EXERCISES:
1 – Translate into Spanish this sentence from the profile of footballer David Peach: "He appeared for Southampton in the FA Cup final in 1976."
2 – Transcribe the part of the David Peach profile between "- Position: Full-back" and "Southampton / 224 / (34)", inclusive.
3 – Write the next part of the profile of footballer David Peach, picking up after its last sentence.

EXTRACT TO READ:
* Begin *
David Peach

Personal information
- Full name: David Sidney Peach
- Date of birth: 21 January 1951 (age 74)
- Place of birth: Bedford, England
- Height: 5 ft 8 in (1.73 m)
- Position: Full-back

Youth career
- 1966–1969: Gillingham

Senior career*
- Years: Team / Apps / (Gls)
- 1969–1974: Gillingham / 187 / (30)
- 1974–1980: Southampton / 224 / (34)
- 1980–1982: Swindon Town / 53 / (2)
- 1982–1983: Leyton Orient / 47 / (6)
- Total:  / 511 / (72)

International career
- 1977–1978: England U21 / 8 / (1)
- 1979: England B / 1 / (0)

Managerial career
- Wellworthy Athletic
- Lymington Town

= David Peach =

English footballer (born 1951)

David Sidney Peach (born 21 January 1951) is an English former professional footballer who played as a full-back. He appeared for Southampton in the FA Cup final in 1976.
* End *
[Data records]
* Begin *
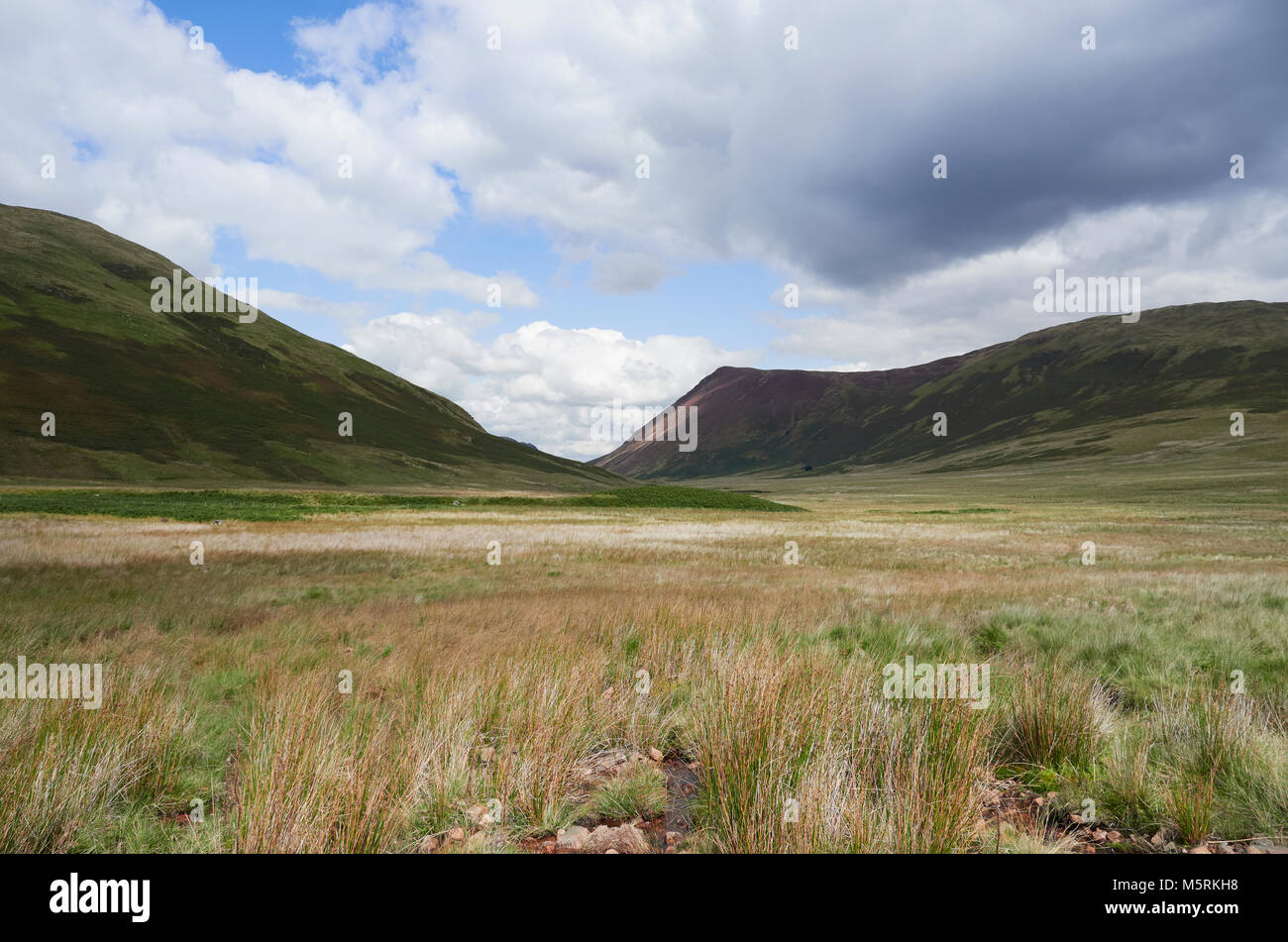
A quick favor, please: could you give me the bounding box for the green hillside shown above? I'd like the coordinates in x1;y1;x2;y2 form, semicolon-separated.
596;301;1288;478
0;206;625;490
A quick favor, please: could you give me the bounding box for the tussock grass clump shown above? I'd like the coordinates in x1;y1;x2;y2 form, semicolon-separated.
692;641;988;853
235;680;415;853
0;671;194;853
999;662;1109;770
583;766;667;820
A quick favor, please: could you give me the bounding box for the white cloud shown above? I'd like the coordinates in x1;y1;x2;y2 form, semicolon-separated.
345;310;759;459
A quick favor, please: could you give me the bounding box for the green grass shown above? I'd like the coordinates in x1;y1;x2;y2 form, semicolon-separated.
0;206;627;493
583;767;667;821
0;485;802;521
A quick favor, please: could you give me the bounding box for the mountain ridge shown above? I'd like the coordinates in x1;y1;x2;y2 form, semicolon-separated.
593;300;1288;480
0;205;626;490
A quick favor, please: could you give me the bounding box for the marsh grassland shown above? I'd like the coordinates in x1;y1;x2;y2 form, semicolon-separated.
0;468;1288;853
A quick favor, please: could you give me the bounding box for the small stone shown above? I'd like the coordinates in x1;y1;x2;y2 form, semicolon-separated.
583;823;649;853
555;825;590;851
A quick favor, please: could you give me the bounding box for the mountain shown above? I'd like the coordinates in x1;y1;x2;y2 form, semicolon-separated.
0;205;625;490
595;301;1288;478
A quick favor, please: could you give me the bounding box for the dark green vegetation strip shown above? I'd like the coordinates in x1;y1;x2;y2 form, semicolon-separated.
0;485;802;521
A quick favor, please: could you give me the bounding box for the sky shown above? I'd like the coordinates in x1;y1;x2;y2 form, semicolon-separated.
0;0;1288;460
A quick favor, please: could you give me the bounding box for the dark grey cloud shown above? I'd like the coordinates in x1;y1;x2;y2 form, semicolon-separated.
739;1;1288;287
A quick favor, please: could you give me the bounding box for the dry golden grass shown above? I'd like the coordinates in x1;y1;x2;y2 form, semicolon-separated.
0;471;1288;852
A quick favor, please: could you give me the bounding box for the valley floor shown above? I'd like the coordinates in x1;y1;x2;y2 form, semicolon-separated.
0;466;1288;853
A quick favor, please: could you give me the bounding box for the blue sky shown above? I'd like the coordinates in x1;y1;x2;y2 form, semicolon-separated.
158;0;793;363
0;0;1288;459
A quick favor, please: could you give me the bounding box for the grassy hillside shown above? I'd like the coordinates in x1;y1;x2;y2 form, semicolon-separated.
0;206;623;490
596;301;1288;478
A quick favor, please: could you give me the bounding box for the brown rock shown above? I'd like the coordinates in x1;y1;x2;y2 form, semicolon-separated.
555;825;590;851
583;823;649;853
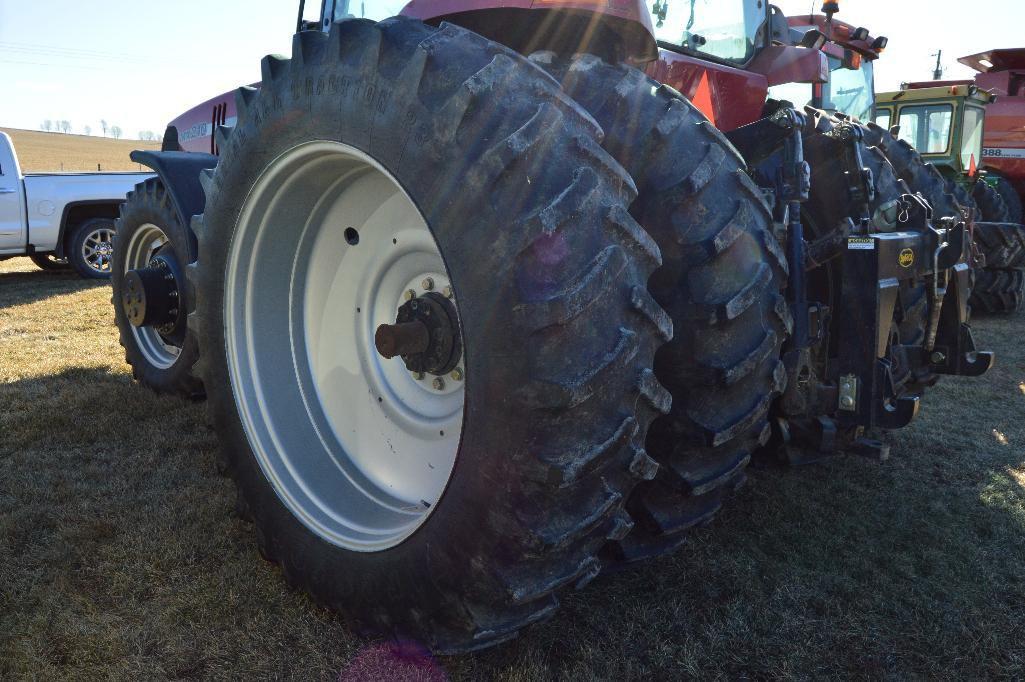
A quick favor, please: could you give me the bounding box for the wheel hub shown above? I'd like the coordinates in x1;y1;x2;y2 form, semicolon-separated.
121;249;181;333
374;291;462;376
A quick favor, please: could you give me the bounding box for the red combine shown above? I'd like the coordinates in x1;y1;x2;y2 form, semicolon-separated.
114;0;992;652
958;48;1025;223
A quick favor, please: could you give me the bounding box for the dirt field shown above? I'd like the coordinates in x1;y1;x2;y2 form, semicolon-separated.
0;128;160;172
0;259;1025;680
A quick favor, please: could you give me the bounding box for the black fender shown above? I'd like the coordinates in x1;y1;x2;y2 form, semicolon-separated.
130;150;217;227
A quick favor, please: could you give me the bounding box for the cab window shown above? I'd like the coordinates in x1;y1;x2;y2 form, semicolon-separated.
874;109;893;130
899;105;954;154
652;0;767;64
961;107;986;168
328;0;409;22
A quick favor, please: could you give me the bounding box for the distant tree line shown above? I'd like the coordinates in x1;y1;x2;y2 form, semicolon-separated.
39;118;164;143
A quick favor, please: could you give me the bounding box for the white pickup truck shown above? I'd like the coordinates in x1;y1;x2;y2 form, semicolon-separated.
0;132;153;279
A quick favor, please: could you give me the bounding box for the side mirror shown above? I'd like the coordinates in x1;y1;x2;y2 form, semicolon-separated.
801;29;826;49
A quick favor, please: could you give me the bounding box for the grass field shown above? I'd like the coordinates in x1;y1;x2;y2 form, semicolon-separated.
0;128;160;173
0;259;1025;680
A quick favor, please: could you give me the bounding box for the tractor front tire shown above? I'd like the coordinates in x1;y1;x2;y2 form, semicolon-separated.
532;52;791;561
112;177;203;399
189;18;671;652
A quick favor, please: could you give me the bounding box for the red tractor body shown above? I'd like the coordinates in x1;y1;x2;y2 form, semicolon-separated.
959;48;1025;196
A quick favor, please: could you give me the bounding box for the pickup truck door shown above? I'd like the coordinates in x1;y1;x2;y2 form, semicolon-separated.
0;132;27;253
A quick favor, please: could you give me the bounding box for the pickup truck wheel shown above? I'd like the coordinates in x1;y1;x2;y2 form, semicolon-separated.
65;217;117;279
187;18;669;652
29;253;71;272
112;178;203;398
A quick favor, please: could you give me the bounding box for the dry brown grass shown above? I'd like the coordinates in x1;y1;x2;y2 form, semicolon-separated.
0;259;1025;680
0;128;160;173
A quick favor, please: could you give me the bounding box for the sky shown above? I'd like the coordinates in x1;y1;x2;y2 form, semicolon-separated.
0;0;1025;138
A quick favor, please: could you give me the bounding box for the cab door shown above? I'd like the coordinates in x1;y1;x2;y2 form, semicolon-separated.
0;132;27;253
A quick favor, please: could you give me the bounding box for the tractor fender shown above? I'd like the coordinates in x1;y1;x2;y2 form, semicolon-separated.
130;150;217;226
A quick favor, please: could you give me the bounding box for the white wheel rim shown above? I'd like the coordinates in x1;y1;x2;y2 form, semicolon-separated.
122;223;181;369
82;228;114;274
224;142;464;552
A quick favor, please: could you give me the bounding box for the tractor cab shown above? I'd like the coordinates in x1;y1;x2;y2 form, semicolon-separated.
874;83;994;179
769;9;889;122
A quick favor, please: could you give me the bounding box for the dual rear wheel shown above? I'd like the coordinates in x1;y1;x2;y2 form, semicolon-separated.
124;19;786;651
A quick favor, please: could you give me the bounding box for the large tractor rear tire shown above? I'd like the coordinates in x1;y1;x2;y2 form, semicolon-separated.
189;19;671;652
975;223;1025;270
532;52;790;561
993;176;1025;223
969;268;1025;313
972;179;1014;220
111;178;203;398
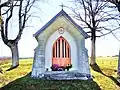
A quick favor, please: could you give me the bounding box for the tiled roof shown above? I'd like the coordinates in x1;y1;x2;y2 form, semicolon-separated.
33;9;89;38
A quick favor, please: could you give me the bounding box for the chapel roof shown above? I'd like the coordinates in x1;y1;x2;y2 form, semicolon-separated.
33;9;90;38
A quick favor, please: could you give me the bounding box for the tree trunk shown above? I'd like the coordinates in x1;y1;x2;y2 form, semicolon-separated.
90;32;96;65
10;44;19;68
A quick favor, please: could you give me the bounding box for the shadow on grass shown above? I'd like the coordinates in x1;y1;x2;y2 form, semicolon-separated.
6;65;19;71
90;64;120;87
0;73;101;90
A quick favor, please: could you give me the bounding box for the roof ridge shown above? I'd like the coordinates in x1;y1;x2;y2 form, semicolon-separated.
33;9;89;38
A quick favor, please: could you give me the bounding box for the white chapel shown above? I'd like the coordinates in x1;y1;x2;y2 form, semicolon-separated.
31;9;91;80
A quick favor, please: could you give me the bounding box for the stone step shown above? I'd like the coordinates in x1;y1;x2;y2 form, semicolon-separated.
43;71;92;80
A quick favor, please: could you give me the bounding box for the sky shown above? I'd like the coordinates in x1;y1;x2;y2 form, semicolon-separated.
0;0;120;57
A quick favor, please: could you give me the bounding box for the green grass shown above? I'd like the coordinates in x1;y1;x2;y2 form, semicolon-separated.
0;57;120;90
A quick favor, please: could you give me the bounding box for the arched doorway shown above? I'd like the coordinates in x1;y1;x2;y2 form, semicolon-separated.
52;36;71;66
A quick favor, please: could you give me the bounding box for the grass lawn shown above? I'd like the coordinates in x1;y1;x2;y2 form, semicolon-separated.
0;57;120;90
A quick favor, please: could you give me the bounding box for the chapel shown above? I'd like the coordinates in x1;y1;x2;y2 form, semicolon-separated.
31;9;91;80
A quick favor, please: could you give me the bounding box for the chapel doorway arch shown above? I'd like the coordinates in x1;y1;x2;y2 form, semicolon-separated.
52;36;71;66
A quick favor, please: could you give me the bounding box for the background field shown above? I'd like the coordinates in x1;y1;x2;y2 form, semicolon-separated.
0;57;120;90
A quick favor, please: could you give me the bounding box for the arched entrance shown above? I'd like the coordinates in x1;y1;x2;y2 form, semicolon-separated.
52;36;71;66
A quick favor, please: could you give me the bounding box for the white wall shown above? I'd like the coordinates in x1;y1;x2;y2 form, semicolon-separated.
45;30;78;70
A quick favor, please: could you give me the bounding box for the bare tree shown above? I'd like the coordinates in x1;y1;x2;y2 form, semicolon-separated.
0;0;37;68
70;0;119;65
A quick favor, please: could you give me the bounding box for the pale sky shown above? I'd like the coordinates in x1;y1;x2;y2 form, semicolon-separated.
0;0;120;57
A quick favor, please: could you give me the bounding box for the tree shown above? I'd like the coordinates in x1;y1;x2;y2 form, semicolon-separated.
0;0;37;68
70;0;119;65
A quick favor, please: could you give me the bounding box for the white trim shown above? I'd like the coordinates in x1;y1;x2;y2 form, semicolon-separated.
45;31;78;71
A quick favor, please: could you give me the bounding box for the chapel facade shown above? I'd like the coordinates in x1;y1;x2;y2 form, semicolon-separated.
31;9;90;79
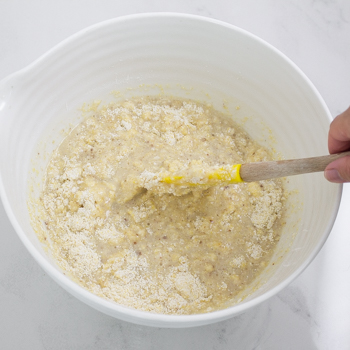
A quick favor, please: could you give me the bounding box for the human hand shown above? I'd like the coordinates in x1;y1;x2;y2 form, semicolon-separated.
324;107;350;183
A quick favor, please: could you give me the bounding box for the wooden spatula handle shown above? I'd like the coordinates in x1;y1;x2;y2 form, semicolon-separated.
240;151;350;182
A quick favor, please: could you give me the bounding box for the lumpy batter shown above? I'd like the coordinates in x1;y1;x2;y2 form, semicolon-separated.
40;98;283;314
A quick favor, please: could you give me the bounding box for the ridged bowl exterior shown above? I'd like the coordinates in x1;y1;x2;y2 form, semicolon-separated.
0;13;341;327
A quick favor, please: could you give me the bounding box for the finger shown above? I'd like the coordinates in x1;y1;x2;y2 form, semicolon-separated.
324;156;350;183
328;107;350;154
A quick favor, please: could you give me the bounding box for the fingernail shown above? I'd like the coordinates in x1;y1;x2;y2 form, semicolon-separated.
324;169;345;183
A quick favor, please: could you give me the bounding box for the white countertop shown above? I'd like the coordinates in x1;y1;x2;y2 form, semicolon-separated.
0;0;350;350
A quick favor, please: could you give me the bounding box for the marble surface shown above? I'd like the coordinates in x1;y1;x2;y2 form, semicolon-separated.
0;0;350;350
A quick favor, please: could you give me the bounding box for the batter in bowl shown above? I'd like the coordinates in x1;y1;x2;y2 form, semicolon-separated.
34;97;284;314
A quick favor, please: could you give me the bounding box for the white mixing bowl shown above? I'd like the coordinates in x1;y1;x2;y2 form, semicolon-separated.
0;13;341;327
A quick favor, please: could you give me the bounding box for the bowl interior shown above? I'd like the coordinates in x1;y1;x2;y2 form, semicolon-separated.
0;14;341;327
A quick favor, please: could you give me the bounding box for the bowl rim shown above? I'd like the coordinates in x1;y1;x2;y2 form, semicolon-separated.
0;12;342;327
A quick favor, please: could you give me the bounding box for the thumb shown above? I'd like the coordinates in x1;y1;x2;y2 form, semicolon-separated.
324;156;350;183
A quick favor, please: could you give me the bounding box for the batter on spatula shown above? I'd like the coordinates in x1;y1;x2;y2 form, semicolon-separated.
32;97;284;314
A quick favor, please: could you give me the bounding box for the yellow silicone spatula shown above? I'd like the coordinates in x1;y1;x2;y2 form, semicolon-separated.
162;151;350;186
* End *
RESULTS OF THE TASKS:
1 – Jugó con el Southampton en la final de la FA Cup de 1976.

2 –
- Position: Full-back

Youth career
- 1966–1969: Gillingham

Senior career*
- Years: Team / Apps / (Gls)
- 1969–1974: Gillingham / 187 / (30)
- 1974–1980: Southampton / 224 / (34)

3 –
In 1969, he turned professional at Gillingham. Peach spent five years at the club, before moving to Southampton in 1974. During his time at Southampton, he won the FA Cup. He left to join Swindon Town in 1980 before joining Leyton Orient for a season in 1982.

==Club career==

===Gillingham===
Peach played briefly as an associate schoolboy for Chelsea, before moving to Gillingham as an apprentice in May 1966, turning pro in February 1969. In 1972, he was sent off in successive seasons in matches at Hartlepool United, a coincidence in an era when sendings-off were still very uncommon. Peach was named in the 1973–74 Fourth Division PFA Team of the Year. He was rated the best player in the Fourth Division and came to the attention of Lawrie McMenemy who made him his first signing for Southampton in January 1974, for a reported fee of £50,000.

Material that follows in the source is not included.